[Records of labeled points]
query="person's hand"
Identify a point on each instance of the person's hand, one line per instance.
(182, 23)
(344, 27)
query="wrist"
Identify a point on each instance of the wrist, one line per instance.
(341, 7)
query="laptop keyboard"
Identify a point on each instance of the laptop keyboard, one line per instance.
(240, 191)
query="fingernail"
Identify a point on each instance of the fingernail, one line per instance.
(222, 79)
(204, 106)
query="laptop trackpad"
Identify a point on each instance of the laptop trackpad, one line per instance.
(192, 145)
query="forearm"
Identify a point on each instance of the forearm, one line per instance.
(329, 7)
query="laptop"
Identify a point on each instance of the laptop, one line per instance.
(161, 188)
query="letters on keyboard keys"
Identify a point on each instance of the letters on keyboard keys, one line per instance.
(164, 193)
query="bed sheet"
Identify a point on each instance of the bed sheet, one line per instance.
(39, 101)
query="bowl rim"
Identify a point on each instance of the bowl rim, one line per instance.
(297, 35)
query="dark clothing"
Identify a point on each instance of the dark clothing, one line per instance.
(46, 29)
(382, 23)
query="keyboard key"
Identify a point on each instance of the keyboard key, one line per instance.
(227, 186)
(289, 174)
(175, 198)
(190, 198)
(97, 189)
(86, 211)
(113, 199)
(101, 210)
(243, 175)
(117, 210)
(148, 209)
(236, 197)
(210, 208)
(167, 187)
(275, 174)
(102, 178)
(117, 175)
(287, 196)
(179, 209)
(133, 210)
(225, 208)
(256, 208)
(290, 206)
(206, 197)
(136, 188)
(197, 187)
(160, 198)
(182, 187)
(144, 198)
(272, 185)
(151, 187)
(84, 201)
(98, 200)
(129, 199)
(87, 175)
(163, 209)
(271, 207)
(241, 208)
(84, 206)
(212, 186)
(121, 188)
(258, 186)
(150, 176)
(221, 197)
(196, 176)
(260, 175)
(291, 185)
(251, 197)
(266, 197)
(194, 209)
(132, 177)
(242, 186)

---

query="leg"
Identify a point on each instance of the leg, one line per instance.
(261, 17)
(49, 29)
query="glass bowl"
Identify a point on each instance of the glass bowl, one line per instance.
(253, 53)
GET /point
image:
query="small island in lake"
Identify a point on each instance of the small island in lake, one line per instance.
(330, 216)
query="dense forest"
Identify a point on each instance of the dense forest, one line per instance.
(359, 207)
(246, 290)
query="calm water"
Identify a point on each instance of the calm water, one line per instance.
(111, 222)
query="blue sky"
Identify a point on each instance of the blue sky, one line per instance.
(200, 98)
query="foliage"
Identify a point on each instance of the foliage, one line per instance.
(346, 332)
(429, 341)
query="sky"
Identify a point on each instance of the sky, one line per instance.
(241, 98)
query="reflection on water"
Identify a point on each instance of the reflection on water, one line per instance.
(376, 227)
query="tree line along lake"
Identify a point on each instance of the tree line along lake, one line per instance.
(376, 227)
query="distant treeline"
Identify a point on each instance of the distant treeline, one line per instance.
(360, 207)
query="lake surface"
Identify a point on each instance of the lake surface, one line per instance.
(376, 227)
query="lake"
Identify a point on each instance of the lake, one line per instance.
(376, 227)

**STATED EXERCISE:**
Count the lines in the rows above that contain the string "keyboard". Case counts. Reply with the number only.

**THE ANSWER:**
6